AUFGABE A
Finde unter den Zeilen jede, die die Zeichenfolge „brown“ enthält, und gib diese Zeilen unverändert wieder. Groß- und Kleinschreibung zählt.

##### LESETEXT

Der Band ist in vier Sektionen gegliedert, deren erste ("Zu Erschließung, Edition und Erforschung ausgewählter Memorialüberlieferungen: Wissenschaftler - Institutionen - Projekte") aus einem wissenschafts- und methodengeschichtlich aufschlussreichen Beitrag von Jean-Loup Lemaître besteht ("De Léopold Delisle à Joachim Wollasch. 150 ans de travaux et recherches sur les nécrologes et les obituaires", 3-17), der in luzider Weise den langen Weg von genealogischen Interessen (André Duchesne) über die Materialsuche für die Gallia christiana zu prosopografischen, sozial-, wirtschafts-, kunst- und ideengeschichtlichen Fragestellungen nachzeichnet und auf die Konsequenzen dieser verschiedenen Ansätze für die Editionsprinzipien hinweist.
Die zweite Sektion ("Wege der Erinnerung im Mittelalter: Stifter und Träger, Formen und Inhalte, Gedächtnispotentiale und Wirkungen") enthält neun Beiträge zu sehr speziellen Themen und macht einen entsprechend disparaten Eindruck. Reinhard Meßner behandelt "Die mittelalterliche Palmprozession als Weg des Gedenkens" (21-44) unter liturgiegeschichtlichem Aspekt und verfolgt die in verschiedenen Ordines festgehaltenen Formen, mit denen der im Johannesevangelium geschilderte Einzug Jesu in Jerusalem sowohl erinnert als auch anagogisch auf den Einzug des Auferstandenen in den Himmel gedeutet und zur Anschauung gebracht wurde.
Volkhard Huth ("Eriugena am Oberrhein? Zum monastischen und wissensgeschichtlichen Beziehungshorizont des Klosters Schuttern im Frühmittelalter", 45-59) greift auf einen "vor Jahren im kleineren Kreise", aber immerhin in Gegenwart des Jubilars, gehaltenen Vortrag zurück, anhand dessen er die Rolle des Ortenauklosters in der karolingischen Bildungswelt in Hinblick auf den Kulturtransfer zwischen west- und ostfränkischem Reich bestimmen möchte.
Einen Bezug zum Thema der Festschrift vermisst man auch im Beitrag von Eduard Hlawitschka ("Lassen sich die mütterlichen Ahnen Papst Leos IX. [1048/49-1054] ermitteln?", 61-82), der den Vater der Mutter Leos, Graf Ludwig von Dagsburg, für einen Neffen König Rudolfs II. von Hochburgund hält.

##########

AUFGABE B
Übernimm aus dem Lesetext den Abschnitt, der mit den Worten „Der Band ist“ beginnt, und hör nach den Worten „die Editionsprinzipien hinweist.“ auf.

##### ZU BEARBEITENDE DATEN

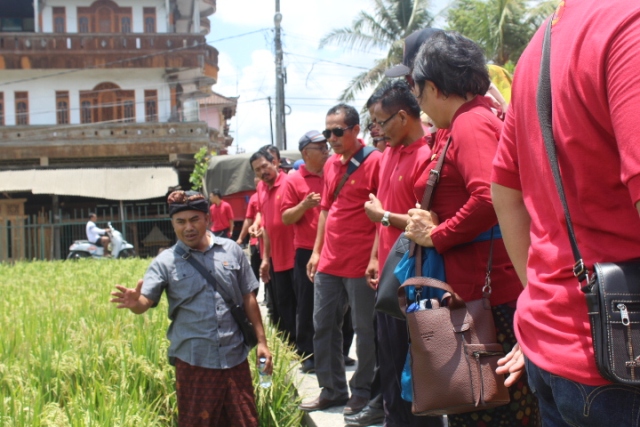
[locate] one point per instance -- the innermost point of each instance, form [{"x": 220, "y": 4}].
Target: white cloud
[{"x": 313, "y": 86}]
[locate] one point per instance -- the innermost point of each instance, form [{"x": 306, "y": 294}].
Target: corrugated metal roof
[
  {"x": 217, "y": 99},
  {"x": 111, "y": 184}
]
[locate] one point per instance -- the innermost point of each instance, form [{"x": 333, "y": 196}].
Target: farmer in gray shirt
[{"x": 213, "y": 381}]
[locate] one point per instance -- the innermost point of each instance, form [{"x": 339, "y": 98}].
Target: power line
[{"x": 326, "y": 60}]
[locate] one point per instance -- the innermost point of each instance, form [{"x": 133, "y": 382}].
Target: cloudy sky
[{"x": 242, "y": 31}]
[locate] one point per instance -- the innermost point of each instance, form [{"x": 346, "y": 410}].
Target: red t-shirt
[
  {"x": 252, "y": 211},
  {"x": 348, "y": 234},
  {"x": 400, "y": 167},
  {"x": 596, "y": 100},
  {"x": 221, "y": 215},
  {"x": 298, "y": 186},
  {"x": 462, "y": 201},
  {"x": 280, "y": 235}
]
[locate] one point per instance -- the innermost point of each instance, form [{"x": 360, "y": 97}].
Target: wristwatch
[{"x": 385, "y": 219}]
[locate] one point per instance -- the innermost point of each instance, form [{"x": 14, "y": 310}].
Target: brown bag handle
[{"x": 454, "y": 299}]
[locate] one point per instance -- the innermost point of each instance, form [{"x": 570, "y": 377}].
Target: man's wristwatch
[{"x": 385, "y": 219}]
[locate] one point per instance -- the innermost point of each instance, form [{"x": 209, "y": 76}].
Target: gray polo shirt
[{"x": 202, "y": 331}]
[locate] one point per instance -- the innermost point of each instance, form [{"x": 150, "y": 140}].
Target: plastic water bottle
[{"x": 265, "y": 380}]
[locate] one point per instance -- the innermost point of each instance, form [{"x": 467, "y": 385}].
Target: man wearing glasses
[
  {"x": 395, "y": 113},
  {"x": 338, "y": 264},
  {"x": 301, "y": 209}
]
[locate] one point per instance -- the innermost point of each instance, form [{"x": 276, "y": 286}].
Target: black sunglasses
[{"x": 336, "y": 131}]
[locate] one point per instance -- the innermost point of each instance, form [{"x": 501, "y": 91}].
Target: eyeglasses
[
  {"x": 184, "y": 197},
  {"x": 336, "y": 131},
  {"x": 322, "y": 148}
]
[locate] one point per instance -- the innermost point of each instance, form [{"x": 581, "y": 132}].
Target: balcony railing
[
  {"x": 86, "y": 50},
  {"x": 58, "y": 143}
]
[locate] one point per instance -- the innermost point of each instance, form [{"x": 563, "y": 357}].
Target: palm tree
[
  {"x": 502, "y": 28},
  {"x": 384, "y": 29}
]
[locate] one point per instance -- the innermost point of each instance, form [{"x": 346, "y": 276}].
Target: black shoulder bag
[
  {"x": 238, "y": 313},
  {"x": 613, "y": 290}
]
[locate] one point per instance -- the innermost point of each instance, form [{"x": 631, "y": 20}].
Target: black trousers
[
  {"x": 255, "y": 260},
  {"x": 304, "y": 309},
  {"x": 284, "y": 300},
  {"x": 392, "y": 353}
]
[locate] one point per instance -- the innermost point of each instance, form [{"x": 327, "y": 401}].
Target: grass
[{"x": 69, "y": 358}]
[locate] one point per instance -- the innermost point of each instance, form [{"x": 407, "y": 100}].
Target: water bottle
[{"x": 265, "y": 380}]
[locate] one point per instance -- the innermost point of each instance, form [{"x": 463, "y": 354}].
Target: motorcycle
[{"x": 118, "y": 247}]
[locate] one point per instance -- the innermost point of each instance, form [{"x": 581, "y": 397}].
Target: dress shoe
[
  {"x": 308, "y": 366},
  {"x": 368, "y": 416},
  {"x": 355, "y": 405},
  {"x": 321, "y": 403}
]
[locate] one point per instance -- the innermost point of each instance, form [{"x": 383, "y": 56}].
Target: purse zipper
[{"x": 624, "y": 314}]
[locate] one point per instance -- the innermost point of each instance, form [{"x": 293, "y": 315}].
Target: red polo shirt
[
  {"x": 400, "y": 167},
  {"x": 596, "y": 99},
  {"x": 297, "y": 187},
  {"x": 280, "y": 235},
  {"x": 252, "y": 211},
  {"x": 349, "y": 233},
  {"x": 462, "y": 201},
  {"x": 221, "y": 215}
]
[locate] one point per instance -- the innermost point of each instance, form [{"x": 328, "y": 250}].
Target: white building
[{"x": 100, "y": 85}]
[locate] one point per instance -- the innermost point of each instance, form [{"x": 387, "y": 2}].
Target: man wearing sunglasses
[{"x": 338, "y": 264}]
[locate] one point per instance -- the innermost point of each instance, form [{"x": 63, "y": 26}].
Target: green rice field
[{"x": 70, "y": 358}]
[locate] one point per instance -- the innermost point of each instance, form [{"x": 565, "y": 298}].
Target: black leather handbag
[
  {"x": 238, "y": 313},
  {"x": 613, "y": 289}
]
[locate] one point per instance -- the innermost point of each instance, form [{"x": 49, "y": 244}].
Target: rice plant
[{"x": 69, "y": 358}]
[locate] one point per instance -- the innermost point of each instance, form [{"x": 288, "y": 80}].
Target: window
[
  {"x": 129, "y": 111},
  {"x": 151, "y": 105},
  {"x": 22, "y": 108},
  {"x": 85, "y": 111},
  {"x": 62, "y": 107},
  {"x": 83, "y": 24},
  {"x": 149, "y": 19},
  {"x": 59, "y": 20},
  {"x": 125, "y": 24}
]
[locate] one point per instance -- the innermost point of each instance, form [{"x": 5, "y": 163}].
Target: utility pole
[
  {"x": 270, "y": 118},
  {"x": 281, "y": 135}
]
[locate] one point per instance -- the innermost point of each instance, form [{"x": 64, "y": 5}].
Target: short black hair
[
  {"x": 271, "y": 149},
  {"x": 454, "y": 63},
  {"x": 261, "y": 154},
  {"x": 394, "y": 96},
  {"x": 351, "y": 116}
]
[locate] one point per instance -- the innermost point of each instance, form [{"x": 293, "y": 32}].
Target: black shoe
[
  {"x": 321, "y": 403},
  {"x": 355, "y": 405},
  {"x": 368, "y": 416},
  {"x": 308, "y": 366}
]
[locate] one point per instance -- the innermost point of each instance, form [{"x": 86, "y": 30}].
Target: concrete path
[{"x": 308, "y": 389}]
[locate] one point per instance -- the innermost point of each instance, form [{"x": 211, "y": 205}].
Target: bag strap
[
  {"x": 434, "y": 178},
  {"x": 203, "y": 270},
  {"x": 354, "y": 163},
  {"x": 427, "y": 196},
  {"x": 544, "y": 104}
]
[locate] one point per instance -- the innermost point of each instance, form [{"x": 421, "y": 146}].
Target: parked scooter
[{"x": 119, "y": 247}]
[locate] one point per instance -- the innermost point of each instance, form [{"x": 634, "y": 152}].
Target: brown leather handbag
[{"x": 454, "y": 352}]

##########

ERGEBNIS A
Target: brown bag handle
Target: brown leather handbag

ERGEBNIS B
Der Band ist in vier Sektionen gegliedert, deren erste ("Zu Erschließung, Edition und Erforschung ausgewählter Memorialüberlieferungen: Wissenschaftler - Institutionen - Projekte") aus einem wissenschafts- und methodengeschichtlich aufschlussreichen Beitrag von Jean-Loup Lemaître besteht ("De Léopold Delisle à Joachim Wollasch. 150 ans de travaux et recherches sur les nécrologes et les obituaires", 3-17), der in luzider Weise den langen Weg von genealogischen Interessen (André Duchesne) über die Materialsuche für die Gallia christiana zu prosopografischen, sozial-, wirtschafts-, kunst- und ideengeschichtlichen Fragestellungen nachzeichnet und auf die Konsequenzen dieser verschiedenen Ansätze für die Editionsprinzipien hinweist.